_Exercise instructions:_
**1)** In the passage on Wren's Dome design, reproduce the part that opens with the words containing "Three years earlier" and closes with "means to achieve.", replacing "small stones" with "small bricks".
**2)** According to the passage on Wren's Dome design, when did construction begin at the base of the drum of the Dome?

_Excerpted passage:_
======
Wren’s revisions to the design in 1685–86 created a podium for a vast, richly modelled Dome, inspired by those of Michelangelo’s St Peter’s in Rome (1547–90) and Jules Hardouin-Mansart’s Invalides church in Paris (1677–91). Engravings of the Invalides church issued in 1687 revealed a timber-frame outer Dome and lantern; Wren's earliest engraved designs, produced soon after, show a Dome and lantern entirely in masonry, and a lower drum that spans nearly the full 160-ft width of the crossing square (figs 1, 2). By comparison the Dome completed in 1708 is far lighter in construction and rises from a drum only 140 ft wide externally (figs 3, 4). The outer Dome is lead-clad timber and the inner wall of the drum is sloped to carry a hidden brick cone just 1 ft 6 inches thick, its base reinforced with a wrought-iron chain. The canted inner drum and cone combine to support the tall stone lantern which appears to rest on the hemisphere of the outer Dome. They direct its weight of the lantern towards the fronts of the crossing arches and help contain the overall load of the Dome within the piers masses of the crypt.

How did Wren arrive at his remarkable final scheme? Construction began at the base of drum of the Dome in January 1696. By this time Wren would have decided on the widths and positions of the inner and outer walls of the drum and the structures that rise from them. A payment in December 1695 to Edward Strong’s masons to ‘Alter and Add to the Modell of the Legg of the Dome’ suggests final revisions to the lower part of the Dome. These revisions would have included the sloping of the inner wall, a crucial modification which allowed Wren to reduce its thickness. The masonry model altered in late 1695 was probably the ‘large Modell of 1/8 of the Great Dome’ built by Strong’s men in June 1694.

Three years earlier Strong’s men made models of a ‘quarter’ of the Dome (January to February 1691) and a ‘part of a Modell in small stones for part of the Dome’ (May 1691). To this earlier period, c.1690–91, can be assigned a group of small-scale studies which explore alternatives to the 16-bay scheme of the ‘Revised design’; see WRE/5/1. Amongst the earliest of these is a composite drawing of c.1690, mostly in Hawksmoor’s hand (fig. 5), which reduces the outer Dome in fig. 2 to a single shell and changes the design again – on the right – by setting a much larger lantern over a hemispherical Dome. This was the visual solution that Wren aspired towards but had yet to discover the structural means to achieve.
======
_Dataset:_
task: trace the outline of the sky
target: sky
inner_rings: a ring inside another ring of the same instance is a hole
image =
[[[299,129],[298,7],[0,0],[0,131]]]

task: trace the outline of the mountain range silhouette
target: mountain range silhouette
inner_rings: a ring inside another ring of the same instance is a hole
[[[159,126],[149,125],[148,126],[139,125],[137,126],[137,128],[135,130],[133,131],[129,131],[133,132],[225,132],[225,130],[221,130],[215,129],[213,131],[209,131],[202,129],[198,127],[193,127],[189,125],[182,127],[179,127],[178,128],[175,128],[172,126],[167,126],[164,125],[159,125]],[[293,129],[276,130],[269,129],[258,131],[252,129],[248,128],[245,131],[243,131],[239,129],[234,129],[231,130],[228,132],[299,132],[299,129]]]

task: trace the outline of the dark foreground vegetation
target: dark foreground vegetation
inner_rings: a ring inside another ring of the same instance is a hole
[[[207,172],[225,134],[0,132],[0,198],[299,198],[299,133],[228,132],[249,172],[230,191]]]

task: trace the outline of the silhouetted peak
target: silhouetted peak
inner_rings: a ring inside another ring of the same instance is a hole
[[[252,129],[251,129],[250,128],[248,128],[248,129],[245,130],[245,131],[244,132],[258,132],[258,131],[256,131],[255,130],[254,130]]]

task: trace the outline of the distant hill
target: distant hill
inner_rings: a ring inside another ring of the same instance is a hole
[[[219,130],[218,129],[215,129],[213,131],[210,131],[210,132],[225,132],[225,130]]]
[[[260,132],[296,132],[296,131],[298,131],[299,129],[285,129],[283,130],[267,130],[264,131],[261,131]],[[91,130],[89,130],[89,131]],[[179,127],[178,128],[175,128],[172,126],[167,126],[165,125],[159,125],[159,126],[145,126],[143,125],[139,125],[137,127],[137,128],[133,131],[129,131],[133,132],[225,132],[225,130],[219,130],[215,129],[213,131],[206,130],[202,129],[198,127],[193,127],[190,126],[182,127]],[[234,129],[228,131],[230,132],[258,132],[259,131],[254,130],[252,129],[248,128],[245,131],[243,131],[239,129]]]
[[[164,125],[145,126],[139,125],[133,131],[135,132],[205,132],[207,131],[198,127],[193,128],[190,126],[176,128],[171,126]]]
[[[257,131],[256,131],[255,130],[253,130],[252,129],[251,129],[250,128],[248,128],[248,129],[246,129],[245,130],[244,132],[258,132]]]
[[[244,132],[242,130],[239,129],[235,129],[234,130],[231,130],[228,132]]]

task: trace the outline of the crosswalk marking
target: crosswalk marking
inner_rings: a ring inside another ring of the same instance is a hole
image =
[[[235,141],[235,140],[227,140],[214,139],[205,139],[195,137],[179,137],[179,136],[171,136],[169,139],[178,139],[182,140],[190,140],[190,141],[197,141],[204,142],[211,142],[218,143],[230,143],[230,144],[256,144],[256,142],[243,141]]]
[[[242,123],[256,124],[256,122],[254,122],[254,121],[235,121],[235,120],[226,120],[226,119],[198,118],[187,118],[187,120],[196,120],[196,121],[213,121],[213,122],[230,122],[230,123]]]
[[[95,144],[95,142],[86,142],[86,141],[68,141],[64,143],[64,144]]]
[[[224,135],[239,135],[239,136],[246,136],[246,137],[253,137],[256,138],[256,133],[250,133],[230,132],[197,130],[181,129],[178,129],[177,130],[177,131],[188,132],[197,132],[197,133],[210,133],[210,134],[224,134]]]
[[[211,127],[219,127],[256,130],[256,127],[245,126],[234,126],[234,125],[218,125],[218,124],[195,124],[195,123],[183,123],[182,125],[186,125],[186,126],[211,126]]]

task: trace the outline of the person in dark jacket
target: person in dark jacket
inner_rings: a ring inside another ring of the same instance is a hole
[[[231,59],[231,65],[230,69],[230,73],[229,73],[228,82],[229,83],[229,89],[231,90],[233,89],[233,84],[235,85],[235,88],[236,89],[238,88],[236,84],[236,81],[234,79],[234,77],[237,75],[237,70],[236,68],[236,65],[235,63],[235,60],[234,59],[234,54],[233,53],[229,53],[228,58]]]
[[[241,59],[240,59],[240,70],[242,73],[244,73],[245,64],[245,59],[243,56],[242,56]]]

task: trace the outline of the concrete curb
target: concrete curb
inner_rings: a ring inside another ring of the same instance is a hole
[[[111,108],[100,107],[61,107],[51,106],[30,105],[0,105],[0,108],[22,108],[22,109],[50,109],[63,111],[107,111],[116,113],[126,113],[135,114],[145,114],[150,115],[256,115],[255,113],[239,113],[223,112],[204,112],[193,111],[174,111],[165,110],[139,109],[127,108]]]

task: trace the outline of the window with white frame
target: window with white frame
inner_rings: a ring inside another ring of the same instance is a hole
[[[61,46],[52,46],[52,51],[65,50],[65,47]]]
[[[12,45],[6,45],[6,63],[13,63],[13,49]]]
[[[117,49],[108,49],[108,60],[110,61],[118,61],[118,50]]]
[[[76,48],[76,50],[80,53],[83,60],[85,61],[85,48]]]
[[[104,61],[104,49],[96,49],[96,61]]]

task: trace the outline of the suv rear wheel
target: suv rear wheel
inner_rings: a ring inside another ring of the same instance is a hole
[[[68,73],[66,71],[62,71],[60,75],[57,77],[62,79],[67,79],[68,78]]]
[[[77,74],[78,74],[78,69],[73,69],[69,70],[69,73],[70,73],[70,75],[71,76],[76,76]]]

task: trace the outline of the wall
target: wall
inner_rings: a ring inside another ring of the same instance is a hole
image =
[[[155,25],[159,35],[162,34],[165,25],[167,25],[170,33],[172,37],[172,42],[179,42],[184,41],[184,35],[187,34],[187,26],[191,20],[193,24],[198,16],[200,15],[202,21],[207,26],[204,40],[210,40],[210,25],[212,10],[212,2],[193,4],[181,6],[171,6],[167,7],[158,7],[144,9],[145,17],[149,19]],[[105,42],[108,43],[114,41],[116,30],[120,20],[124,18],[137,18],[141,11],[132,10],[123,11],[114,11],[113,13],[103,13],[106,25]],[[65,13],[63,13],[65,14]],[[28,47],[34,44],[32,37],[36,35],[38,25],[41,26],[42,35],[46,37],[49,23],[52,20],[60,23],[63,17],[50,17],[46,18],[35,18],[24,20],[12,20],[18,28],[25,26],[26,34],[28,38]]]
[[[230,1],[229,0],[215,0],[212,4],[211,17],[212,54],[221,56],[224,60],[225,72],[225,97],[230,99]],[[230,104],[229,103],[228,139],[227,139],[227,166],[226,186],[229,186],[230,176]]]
======
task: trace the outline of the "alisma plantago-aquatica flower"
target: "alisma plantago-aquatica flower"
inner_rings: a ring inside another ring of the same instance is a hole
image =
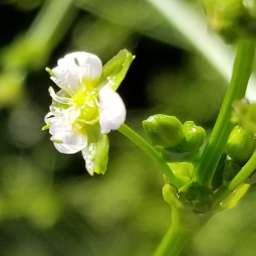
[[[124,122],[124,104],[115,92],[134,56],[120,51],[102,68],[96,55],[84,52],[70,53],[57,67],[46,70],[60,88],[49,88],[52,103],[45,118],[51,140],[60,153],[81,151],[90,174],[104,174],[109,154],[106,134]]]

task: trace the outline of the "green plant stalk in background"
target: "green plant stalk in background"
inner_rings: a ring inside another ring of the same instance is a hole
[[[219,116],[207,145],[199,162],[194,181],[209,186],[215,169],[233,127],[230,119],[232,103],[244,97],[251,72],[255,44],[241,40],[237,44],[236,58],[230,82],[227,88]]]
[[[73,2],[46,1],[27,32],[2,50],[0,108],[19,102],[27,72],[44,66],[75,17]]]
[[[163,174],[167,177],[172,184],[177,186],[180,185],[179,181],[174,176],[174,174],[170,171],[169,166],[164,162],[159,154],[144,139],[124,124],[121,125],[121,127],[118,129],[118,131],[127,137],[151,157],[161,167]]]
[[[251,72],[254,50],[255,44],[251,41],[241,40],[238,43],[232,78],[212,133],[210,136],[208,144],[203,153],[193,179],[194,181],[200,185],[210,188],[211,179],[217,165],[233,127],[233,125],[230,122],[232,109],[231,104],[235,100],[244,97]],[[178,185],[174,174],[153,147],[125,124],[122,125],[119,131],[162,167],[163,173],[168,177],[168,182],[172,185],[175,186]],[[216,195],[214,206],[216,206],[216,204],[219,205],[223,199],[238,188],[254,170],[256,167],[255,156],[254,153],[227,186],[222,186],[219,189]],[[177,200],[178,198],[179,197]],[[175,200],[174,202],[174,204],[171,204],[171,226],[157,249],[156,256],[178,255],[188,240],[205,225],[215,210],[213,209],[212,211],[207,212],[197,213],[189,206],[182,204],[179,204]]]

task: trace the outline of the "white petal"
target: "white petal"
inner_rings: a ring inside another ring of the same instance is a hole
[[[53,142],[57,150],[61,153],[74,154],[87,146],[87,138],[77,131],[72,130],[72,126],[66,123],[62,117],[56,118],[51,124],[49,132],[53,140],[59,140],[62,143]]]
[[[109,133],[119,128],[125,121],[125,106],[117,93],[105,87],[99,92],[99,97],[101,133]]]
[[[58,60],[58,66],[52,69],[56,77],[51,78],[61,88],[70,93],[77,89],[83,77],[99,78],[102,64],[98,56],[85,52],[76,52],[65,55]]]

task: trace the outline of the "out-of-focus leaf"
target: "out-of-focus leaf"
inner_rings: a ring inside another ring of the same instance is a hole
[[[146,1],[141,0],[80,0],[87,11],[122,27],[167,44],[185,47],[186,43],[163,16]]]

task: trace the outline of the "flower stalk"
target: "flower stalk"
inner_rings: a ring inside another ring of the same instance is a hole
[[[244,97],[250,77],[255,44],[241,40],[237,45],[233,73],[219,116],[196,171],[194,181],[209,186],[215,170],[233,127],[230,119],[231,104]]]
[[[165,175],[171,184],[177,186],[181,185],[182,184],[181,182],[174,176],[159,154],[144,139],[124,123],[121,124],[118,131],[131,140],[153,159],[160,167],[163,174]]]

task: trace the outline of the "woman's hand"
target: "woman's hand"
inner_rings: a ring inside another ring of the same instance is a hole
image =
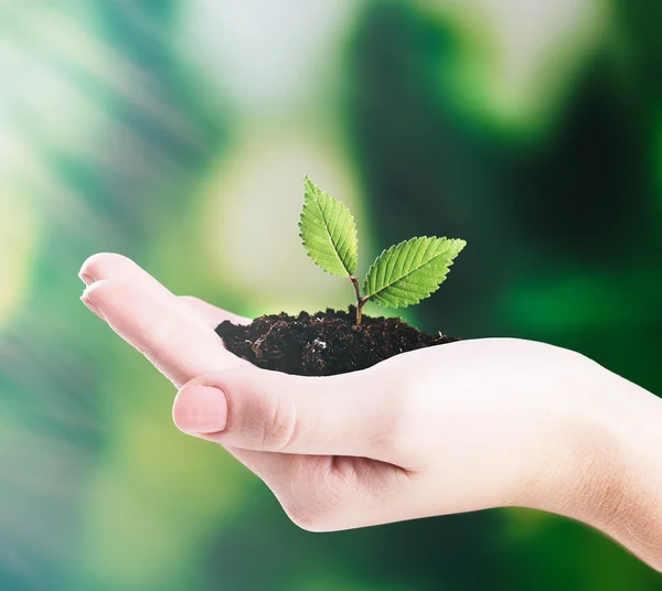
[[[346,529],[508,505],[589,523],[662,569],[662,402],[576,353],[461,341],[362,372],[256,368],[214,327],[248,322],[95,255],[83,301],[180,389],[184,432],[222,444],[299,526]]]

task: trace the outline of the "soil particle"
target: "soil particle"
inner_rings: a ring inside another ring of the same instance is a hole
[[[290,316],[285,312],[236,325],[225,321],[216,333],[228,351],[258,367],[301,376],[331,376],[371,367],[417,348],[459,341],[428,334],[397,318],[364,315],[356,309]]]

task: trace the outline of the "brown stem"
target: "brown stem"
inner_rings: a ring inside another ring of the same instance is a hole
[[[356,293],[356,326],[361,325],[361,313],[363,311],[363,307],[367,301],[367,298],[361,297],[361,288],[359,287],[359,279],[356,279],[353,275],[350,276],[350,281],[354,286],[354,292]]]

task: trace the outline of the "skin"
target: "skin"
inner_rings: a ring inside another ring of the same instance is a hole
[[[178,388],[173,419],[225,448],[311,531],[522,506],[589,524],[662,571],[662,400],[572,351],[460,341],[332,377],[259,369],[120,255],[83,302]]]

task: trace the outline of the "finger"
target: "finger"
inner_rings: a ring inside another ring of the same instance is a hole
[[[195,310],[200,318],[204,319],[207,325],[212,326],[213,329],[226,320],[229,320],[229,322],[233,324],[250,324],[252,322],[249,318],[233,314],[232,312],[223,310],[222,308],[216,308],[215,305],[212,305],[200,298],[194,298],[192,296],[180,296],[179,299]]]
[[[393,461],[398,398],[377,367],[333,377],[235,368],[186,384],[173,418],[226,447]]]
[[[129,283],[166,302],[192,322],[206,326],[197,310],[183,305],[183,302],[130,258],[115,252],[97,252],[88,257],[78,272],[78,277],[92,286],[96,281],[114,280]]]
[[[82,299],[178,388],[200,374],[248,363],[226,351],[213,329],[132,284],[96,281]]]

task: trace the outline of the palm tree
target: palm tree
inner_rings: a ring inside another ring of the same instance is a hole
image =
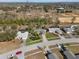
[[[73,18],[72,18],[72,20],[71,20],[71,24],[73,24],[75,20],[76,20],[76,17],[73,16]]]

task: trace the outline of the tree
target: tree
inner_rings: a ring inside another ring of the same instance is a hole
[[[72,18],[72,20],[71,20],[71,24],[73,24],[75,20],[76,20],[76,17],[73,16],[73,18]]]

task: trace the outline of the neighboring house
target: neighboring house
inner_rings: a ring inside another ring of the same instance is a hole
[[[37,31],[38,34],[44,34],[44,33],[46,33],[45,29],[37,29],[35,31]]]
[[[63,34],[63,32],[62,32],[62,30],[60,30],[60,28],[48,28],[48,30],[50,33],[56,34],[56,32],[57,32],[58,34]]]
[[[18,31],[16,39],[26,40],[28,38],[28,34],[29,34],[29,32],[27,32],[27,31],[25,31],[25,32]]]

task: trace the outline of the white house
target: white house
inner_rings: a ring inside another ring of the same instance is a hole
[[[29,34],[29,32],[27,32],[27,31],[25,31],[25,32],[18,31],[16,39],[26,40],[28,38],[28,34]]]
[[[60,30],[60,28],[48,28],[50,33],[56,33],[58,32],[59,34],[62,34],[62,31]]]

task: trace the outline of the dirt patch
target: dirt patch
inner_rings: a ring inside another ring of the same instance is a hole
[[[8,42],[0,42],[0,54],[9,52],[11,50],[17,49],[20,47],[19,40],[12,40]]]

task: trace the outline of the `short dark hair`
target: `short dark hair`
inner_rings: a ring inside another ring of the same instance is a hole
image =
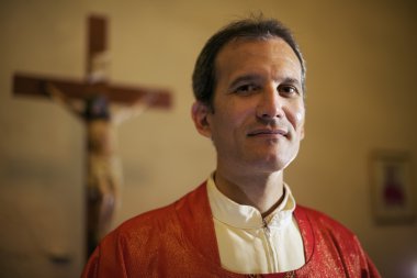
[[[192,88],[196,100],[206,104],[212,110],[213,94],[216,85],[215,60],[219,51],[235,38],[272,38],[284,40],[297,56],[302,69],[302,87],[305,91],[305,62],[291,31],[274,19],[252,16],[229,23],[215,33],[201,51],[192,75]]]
======
_The results:_
**1)**
Three years earlier Strong’s men made models of a ‘quarter’ of the Dome (January to February 1691) and a ‘part of a Modell in small bricks for part of the Dome’ (May 1691). To this earlier period, c.1690–91, can be assigned a group of small-scale studies which explore alternatives to the 16-bay scheme of the ‘Revised design’; see WRE/5/1. Amongst the earliest of these is a composite drawing of c.1690, mostly in Hawksmoor’s hand (fig. 5), which reduces the outer Dome in fig. 2 to a single shell and changes the design again – on the right – by setting a much larger lantern over a hemispherical Dome. This was the visual solution that Wren aspired towards but had yet to discover the structural means to achieve.

**2)** January 1696